• ABOUT THIS EXERCISE:
The job is to output each record again, character for character.
--- SOURCE MATERIAL ---
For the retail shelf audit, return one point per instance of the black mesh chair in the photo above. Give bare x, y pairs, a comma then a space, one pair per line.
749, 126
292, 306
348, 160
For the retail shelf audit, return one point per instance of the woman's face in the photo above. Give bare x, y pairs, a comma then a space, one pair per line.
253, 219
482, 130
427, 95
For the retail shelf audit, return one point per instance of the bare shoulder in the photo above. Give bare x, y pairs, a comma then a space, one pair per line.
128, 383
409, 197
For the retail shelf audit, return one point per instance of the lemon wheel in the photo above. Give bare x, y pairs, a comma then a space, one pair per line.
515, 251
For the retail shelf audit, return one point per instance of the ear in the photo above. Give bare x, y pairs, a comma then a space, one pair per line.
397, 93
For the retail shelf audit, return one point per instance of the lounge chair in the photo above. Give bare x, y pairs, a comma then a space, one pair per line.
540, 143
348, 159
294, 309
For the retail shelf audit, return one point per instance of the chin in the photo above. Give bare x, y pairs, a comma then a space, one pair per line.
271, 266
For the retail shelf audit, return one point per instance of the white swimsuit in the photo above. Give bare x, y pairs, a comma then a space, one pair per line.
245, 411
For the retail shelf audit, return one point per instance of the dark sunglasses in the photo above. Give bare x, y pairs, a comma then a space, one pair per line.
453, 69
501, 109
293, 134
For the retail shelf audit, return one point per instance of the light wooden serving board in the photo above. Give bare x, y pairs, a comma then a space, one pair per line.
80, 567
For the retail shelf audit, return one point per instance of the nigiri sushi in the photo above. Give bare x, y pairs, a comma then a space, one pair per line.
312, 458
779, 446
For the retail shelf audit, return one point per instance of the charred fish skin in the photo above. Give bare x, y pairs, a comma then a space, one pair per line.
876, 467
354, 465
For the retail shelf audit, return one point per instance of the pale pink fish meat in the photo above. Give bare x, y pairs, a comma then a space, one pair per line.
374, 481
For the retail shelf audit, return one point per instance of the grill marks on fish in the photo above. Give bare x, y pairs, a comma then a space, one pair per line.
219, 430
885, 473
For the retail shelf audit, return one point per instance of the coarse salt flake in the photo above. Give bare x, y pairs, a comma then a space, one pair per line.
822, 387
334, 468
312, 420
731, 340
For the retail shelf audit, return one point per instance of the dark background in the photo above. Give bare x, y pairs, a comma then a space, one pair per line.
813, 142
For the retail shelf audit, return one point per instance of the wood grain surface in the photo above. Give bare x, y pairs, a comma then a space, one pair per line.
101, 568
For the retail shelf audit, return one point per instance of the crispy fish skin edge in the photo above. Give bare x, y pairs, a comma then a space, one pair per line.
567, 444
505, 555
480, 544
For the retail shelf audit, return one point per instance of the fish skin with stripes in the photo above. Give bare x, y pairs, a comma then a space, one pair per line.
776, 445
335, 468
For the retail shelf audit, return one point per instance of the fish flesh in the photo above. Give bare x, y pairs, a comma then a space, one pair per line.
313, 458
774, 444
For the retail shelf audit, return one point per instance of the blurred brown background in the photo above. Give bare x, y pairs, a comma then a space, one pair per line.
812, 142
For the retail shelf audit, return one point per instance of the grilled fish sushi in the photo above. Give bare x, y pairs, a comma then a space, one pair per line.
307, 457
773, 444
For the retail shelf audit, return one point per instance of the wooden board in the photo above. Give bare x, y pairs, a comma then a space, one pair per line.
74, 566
---
• TASK RESULT:
For the retail shelf audit, return one point per instance of the black mesh chair in the photo above. Give bare x, y pairs, a comma then a space, one pair per line.
749, 126
292, 306
348, 160
For the retail shelf audit, return one point per instance of the woman's face in the photo above. Give bare x, y pairs, a comma then a space, one pair per line.
253, 219
482, 130
427, 95
For the retail shelf audit, return one point per instance of the bare shoulder in the photo above. Give bare x, y pairs, a comma then a space, one pair per line.
128, 383
409, 197
For the retail shelf audit, return one point per instance of the lemon wheel in the photo above. Give bare x, y pairs, a comma then a space, one pair per line.
515, 251
For the retail shelf audit, return one point per instance of the ear in the photo above. Give bare x, y pairs, a comma then a space, one pair per line.
397, 93
For the retail shelf audit, return one point per instance of the lounge chair in the photo above. Give bare x, y pairs, a comma then a space, one pair per line.
540, 143
348, 159
294, 309
For the retail shelf audit, return one point per instance of the chin in the photo above. Give bare x, y pairs, a comma then a space, one pair per line.
271, 266
For the retail shelf audit, return one point per instance of the white swimsuit in the photo above. Give bare x, y pairs, a comma then a space, one pair per line.
245, 411
For the retail shelf audit, return one point per instance of the dark sunglasses in the photo above. Give bare x, y pairs, a comma then a space, one pair per line.
453, 69
501, 109
293, 134
For the retail shelf audit, return one point per instance of the light wooden serving board in the photo above. Give bare x, y pairs, a comma then a space, one pair per line.
80, 567
For the retail shelf audit, return one point per instance of the nigiri sushi in the photo above. Give bare x, y pairs, a comma then a space, one pair per line.
312, 458
779, 446
For the retail shelf audit, return one point per instance of the charred fish skin in the photo above. Give bare x, y pairs, a comma then a space, one pair per line.
876, 467
354, 465
For the retail shelf audit, return one point per instance of the pale pink fish meat in the photo above. Give bare x, y pairs, a comma then a space, one pair per line.
374, 481
For the retail shelf audit, return one point per instance of the grill marks on fish in the photo above. Give bare x, y pairs, a comma then a space, one pair per line.
219, 430
885, 473
For the retail shelf audit, return one point per instance of the coarse salt flake in the photo above. Give bare x, y pairs, a comma then a space, one pair per line.
822, 387
334, 468
312, 420
731, 340
For the retail shelf audit, return one point per instance of the dark background in the photo above. Give bare x, y pairs, a comma then a space, one pair per line.
813, 142
For the retail shelf audit, return one point per instance of the wood grain surface in the photo above. Give bare x, y pairs, a comma then a space, one pair per line.
101, 568
For the retail shelf audit, return one point per instance of the crispy fish skin edge in the photo above. Give bare x, y pairs, a comma then a space, one pair per line.
567, 444
505, 555
480, 544
For the retail shelf audit, return one point per instance of the fish skin with stripes in the photo above. Give bare x, y pairs, a comma then a space, one pair per line.
776, 445
335, 468
For the retail shelf audit, return one point per instance of the fish flesh in the photo above. Give bare x, y pairs, a comma then a space, one pair per line.
313, 458
774, 444
For the retail shelf audit, return one point per instance of the blurred brown background in the photo above. Give bare x, y pairs, a comma then a space, one pair per line.
812, 142
For the retail shelf audit, return one point per instance of the grilled fish sushi in the photo above. Give bare x, y pairs, a comma then a space, one pair per line.
307, 457
773, 444
For the retail shelf audit, return one point per instance of the wooden board in the photo above. Give bare x, y pairs, a comma then a space, one pair per line.
74, 566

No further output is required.